Personal post...
I've been hesitant to write this, but you should never censor how you feel. So I’m learning that its not the smartest idea to fall for someone right before/during actual jaw surgery...
If you can help it...
Even if they too had surgery themselves.
Before getting braces on in , I was with someone and I thought he would be my rock throughout this jaw surgery experience. Unfortunately time had other plans for us both, and we parted ways in early 2012. To backlog, I had shut myself completely from dating/meeting people after my nightmare breakup. I sunk into a deep depression as a shell of my former self for many many months. I refused to get help; too proud, too scared, and thinking I got this. While Im much better, I feel part of me died in the process. Maybe I missed out on meeting some great people, and possibly pushed some great ones away... BUT I needed that space to heal and in some ways I have. I’ve seen enough friends run from one disastrous relationship into the arms of the next man that crossed their path, one step forward and fifteen back.
Sometimes things happen when they do, you cant plan them out exactly, and you never know what you’ll end up with. How does this all fit into the picture? Well...I randomly met someone.
I saw something in him that made me feel comfortable enough to open up and talk. We had a fair amount in common, jaw surgery, heart ache, interests, etc- yet I knew there was a great possibility of getting hurt when getting close to this person. I figured Im taking a chance with jaw surgery, well maybe there is something here as well.
If it only were so simple.

Data entries
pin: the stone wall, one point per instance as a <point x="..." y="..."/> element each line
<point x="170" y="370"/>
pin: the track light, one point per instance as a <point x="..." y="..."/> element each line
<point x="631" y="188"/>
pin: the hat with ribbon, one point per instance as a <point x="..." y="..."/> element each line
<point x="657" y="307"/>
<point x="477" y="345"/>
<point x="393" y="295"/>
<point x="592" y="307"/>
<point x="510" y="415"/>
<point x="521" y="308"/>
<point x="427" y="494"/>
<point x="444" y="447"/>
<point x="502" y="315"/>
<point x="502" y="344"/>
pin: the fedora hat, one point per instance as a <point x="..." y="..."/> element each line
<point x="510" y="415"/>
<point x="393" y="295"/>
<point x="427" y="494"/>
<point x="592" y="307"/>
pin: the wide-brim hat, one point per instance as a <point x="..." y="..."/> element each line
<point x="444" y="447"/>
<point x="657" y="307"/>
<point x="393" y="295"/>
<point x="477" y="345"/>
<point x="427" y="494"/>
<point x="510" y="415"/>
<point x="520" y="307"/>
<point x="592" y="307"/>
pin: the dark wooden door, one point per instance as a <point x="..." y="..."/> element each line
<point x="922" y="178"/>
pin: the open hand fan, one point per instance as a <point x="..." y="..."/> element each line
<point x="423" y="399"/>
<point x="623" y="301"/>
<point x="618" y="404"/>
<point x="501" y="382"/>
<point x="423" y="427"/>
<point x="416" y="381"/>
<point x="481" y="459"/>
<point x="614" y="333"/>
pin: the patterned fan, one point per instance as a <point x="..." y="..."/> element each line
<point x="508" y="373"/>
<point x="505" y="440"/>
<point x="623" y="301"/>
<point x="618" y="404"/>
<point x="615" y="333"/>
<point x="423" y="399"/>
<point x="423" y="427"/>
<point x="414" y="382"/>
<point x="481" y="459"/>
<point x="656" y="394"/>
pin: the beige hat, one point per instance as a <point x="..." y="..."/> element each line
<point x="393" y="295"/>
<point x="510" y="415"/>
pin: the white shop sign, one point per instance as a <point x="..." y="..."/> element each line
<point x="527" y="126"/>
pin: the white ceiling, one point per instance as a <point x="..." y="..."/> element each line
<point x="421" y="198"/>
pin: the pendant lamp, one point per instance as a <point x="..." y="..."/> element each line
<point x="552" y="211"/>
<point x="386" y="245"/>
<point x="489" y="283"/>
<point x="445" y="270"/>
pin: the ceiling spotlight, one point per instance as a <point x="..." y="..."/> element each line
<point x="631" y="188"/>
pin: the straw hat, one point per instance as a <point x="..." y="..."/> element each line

Parts of the exercise |
A - List each thing the personal post about jaw surgery and dating says the writer and the person they met had in common.
B - Resume the personal post about jaw surgery and dating right after its last line, keeping the same first-person voice.

Responses for each task |
A - Jaw surgery, heart ache, interests

B -
Recovery from surgery is not easy- ALL of us know this. There are days post op that you need a ton of affection and attention, other days that you need complete space and isolation. There are days where you hate your face, days where you cry without reason, and other days that you are brimmed with hope that it’ll be worth it in few months. Lets just say, for those of us recovering we NEED a lot. Maybe need more than what someone can give us or is willing to to reciprocate. Maybe they’ve got enough on their plate. We only KNOW what people tell us, and we all have hidden agendas. Things that matter to us, and things that dont. Things that we reveal and others that we keep behind a cloak of secrecy. Shakespeare said it best,“Oft expectation fails, and most oft there where most it promises; and oft it hits where hope is coldest, and despair most fits.”
When you’re in this tumble of changes with your face, your identity, your mind- you dont know exactly what will come out at the other end. Do you get close to someone or do you push them away? What if someone liked what you were before? Would they wait to find out what came out of the other end of the tunnel? What if you struggled with your new identity, would they help you through it or leave you? Questions plagued me.
I would only imagine during times of normalcy when you meet someone new you question their intent. Where is this going, is this someone I want to spend time with, does this person actually care? Is this person into me or wasting my damn time? Do they want something real or are they looking for the next best thing that will come their way?
There is no clear cut answer it seems... till now.
Things have gone south. He’s changed, made his space. Was I just someone to talk to when he had jaw insecurities? Do all people have a change of heart when their braces come off? Did he find someone better? I've tried to connect with this person, and to figure what going on behind the silence and the lack of transparency. I've arrived nowhere. It hurts because I gave a shit. Its terrible when your heart is in it, but at some point you know when you have to walk away because you deserve better. Its at times like these where I wish I could go back to my state of catatonia.
Guard your heart, and use your mind.
And she wondered late at night, why do I want a soul, if there is no one I can share it with?